Friday, April 6, 2012

Free at Last

   Good Friday of the Passion of the Lord   

A month or so ago,
I was at a meeting of the North Franklin Ministerial Association—
a regular gathering of pastors and church staff
representing a number of the Christian congregations of our area.
The topic was a common Good Friday service.
It was taken for granted that us Roman Catholics
would be observing the day according to our own tradition…
…although I was sure to extend a friendly invitation
to everyone to join us here this afternoon.
But as the other local pastors tried together to recall
who had led the shared time of prayer in the recent past, 
one of them piped up and offered,
“I’d be happy to host the service this year…
…it would just be kind of hard to get everybody through the gate.”
You see, he’s the Protestant chaplain at one of the local state prisons.
We joked around a bit about what sort of Good Friday service
he’d prepare for his congregation of inmates.
“I suspect you’d preach about the good thief,” I piped up,
feeling—I confess—pretty smart.
“Oh, no,” he rather quickly replied.
“The good thief was still convicted and sentenced to death.
I’d preach instead about Barabbas…”



All four of the gospels mention 
that Pontius Pilate,
the Roman governor of Jerusalem,
had a yearly custom 
of releasing a prisoner
as the feast of Passover drew near—
a good-will gesture made on the part 
of an oppressive regime.
And all four gospels also relate
that, in custody at the same time as Jesus, 
was a man named Barabbas.
He is variously described as “notorious,”
a “thief,” a “murder,” 
one guilty of inciting riotous rebellion.
Whatever his actual crimes, 
he’s clearly not a very savory character.
Behind bars is where 
this man rightly belongs;
he’s getting the punishment he deserves.



And yet, on Good Friday,
I propose that we all should feel a certain affinity with Barabbas.

Why?
Because when Jesus is condemned to die,
Barabbas—through no merit of his own—is set free.

Only with difficulty, Saint Paul writes to the Romans,
does one die for a just person,
though perhaps for a good person
one might even find courage to die. 
But God proves his love for us
in that while we were still sinners
Christ died for us. (5:7-8)

> **WRITTEN INSTRUCTION A**: Which lines of the records below contain the string "power"? Copy out each of them.

> **DATA EXTRACT**:
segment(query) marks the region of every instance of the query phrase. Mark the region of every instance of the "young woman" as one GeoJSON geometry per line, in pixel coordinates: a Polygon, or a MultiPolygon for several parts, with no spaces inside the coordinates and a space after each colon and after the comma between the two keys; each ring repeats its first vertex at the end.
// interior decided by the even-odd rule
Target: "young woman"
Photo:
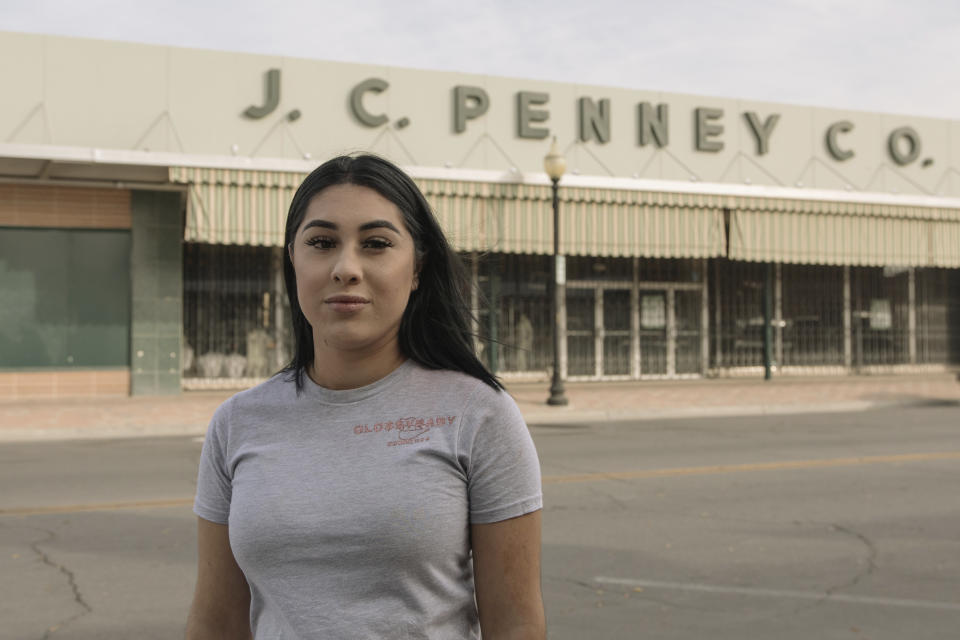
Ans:
{"type": "Polygon", "coordinates": [[[211,422],[187,638],[543,640],[536,451],[423,195],[335,158],[285,240],[296,353],[211,422]]]}

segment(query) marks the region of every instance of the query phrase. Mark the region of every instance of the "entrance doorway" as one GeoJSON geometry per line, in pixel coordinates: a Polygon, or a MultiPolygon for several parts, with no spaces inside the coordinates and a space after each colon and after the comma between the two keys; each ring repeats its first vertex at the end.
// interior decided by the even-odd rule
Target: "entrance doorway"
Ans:
{"type": "Polygon", "coordinates": [[[566,306],[568,378],[703,372],[706,316],[699,284],[568,282],[566,306]]]}

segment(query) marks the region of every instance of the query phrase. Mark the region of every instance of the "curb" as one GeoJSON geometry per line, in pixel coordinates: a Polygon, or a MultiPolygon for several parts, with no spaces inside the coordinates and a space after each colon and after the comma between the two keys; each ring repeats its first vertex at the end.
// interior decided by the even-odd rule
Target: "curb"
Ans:
{"type": "MultiPolygon", "coordinates": [[[[649,422],[681,418],[799,415],[813,413],[850,413],[895,406],[916,406],[916,401],[833,402],[823,404],[761,404],[731,406],[668,407],[663,409],[577,409],[576,406],[521,409],[531,427],[596,422],[649,422]]],[[[113,427],[56,427],[0,429],[0,443],[56,442],[61,440],[112,440],[131,438],[203,437],[207,424],[172,424],[113,427]]]]}

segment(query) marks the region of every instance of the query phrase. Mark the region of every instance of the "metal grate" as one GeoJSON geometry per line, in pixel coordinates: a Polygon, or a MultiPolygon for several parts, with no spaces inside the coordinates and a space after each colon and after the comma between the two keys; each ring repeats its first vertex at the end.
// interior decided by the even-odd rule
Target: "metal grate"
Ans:
{"type": "Polygon", "coordinates": [[[290,331],[280,251],[184,245],[184,378],[259,379],[286,365],[290,331]]]}
{"type": "Polygon", "coordinates": [[[783,265],[781,278],[783,364],[842,365],[843,267],[783,265]]]}

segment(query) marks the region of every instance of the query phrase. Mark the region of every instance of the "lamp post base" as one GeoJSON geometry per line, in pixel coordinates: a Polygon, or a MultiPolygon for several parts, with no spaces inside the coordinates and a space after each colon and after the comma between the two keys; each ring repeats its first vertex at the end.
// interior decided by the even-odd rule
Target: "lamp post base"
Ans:
{"type": "Polygon", "coordinates": [[[557,379],[550,385],[550,397],[547,398],[547,404],[552,407],[565,407],[570,403],[567,396],[564,395],[563,383],[557,379]]]}

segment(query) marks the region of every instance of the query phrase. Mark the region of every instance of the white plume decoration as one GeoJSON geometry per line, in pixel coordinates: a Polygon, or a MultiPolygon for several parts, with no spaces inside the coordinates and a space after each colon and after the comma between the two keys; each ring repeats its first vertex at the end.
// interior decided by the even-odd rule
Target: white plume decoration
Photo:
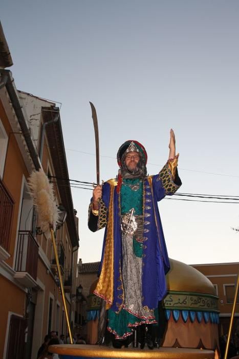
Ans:
{"type": "Polygon", "coordinates": [[[41,169],[32,172],[28,184],[33,204],[36,207],[39,226],[46,235],[50,236],[50,227],[55,230],[59,216],[53,185],[41,169]]]}

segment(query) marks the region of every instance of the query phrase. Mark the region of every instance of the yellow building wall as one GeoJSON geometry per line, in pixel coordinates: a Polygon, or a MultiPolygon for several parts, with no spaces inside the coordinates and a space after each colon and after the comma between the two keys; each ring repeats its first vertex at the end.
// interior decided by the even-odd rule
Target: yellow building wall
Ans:
{"type": "Polygon", "coordinates": [[[8,144],[3,181],[10,193],[15,203],[12,222],[11,237],[9,253],[10,257],[6,262],[11,267],[13,263],[18,210],[20,200],[23,174],[27,178],[29,173],[20,154],[14,135],[10,127],[8,118],[0,102],[0,118],[8,136],[8,144]]]}

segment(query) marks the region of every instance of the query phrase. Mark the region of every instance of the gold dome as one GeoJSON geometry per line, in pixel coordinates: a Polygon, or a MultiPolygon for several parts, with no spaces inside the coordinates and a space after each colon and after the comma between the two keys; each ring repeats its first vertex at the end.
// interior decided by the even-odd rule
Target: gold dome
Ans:
{"type": "Polygon", "coordinates": [[[212,283],[201,272],[179,261],[169,261],[171,268],[166,276],[168,290],[215,295],[212,283]]]}

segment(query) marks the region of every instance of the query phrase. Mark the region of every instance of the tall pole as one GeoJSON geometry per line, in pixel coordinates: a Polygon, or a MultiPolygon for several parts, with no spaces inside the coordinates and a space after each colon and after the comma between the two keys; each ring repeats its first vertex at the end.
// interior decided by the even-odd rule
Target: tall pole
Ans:
{"type": "Polygon", "coordinates": [[[230,325],[229,325],[229,330],[228,332],[228,335],[227,337],[227,345],[226,346],[226,350],[225,352],[224,359],[227,359],[227,354],[228,353],[228,348],[229,347],[230,340],[231,339],[231,330],[232,328],[232,324],[233,323],[233,317],[234,314],[235,313],[235,309],[236,307],[236,298],[237,297],[238,288],[239,287],[239,273],[237,274],[237,282],[236,283],[236,287],[235,291],[235,296],[234,297],[233,306],[232,307],[232,311],[231,312],[231,319],[230,320],[230,325]]]}
{"type": "Polygon", "coordinates": [[[64,286],[63,285],[61,273],[60,272],[60,264],[59,263],[58,256],[57,254],[57,251],[56,249],[56,242],[55,241],[55,235],[54,234],[53,229],[52,228],[51,228],[51,235],[52,237],[52,244],[53,245],[53,249],[55,253],[55,258],[56,259],[56,266],[57,267],[58,275],[59,277],[59,280],[60,281],[60,290],[61,291],[61,295],[62,296],[63,304],[64,305],[64,312],[66,314],[66,317],[67,318],[67,327],[68,328],[68,331],[69,332],[70,341],[71,342],[71,344],[73,344],[73,341],[72,339],[72,334],[71,333],[71,326],[70,325],[69,317],[68,315],[68,312],[67,311],[67,304],[66,303],[66,296],[64,294],[64,286]]]}

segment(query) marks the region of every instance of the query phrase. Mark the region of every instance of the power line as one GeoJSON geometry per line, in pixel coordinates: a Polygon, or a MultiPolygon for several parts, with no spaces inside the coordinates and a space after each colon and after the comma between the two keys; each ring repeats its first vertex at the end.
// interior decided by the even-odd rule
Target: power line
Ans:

> **WRITTEN INSTRUCTION B**: According to the Good Friday homily, what yearly custom did Pontius Pilate have?

> **CORRECT ANSWER A**:
segment(query) marks the region of every instance of the query phrase. Mark the region of every instance of the power line as one GeoJSON geometry per line, in pixel coordinates: a Polygon, or a MultiPolygon for several parts, with no spaces inside the coordinates and a space after each colon and after the comma between the two keys; each ring repeats its first vertex at the end.
Target: power line

> **CORRECT ANSWER B**: He released a prisoner as the feast of Passover drew near.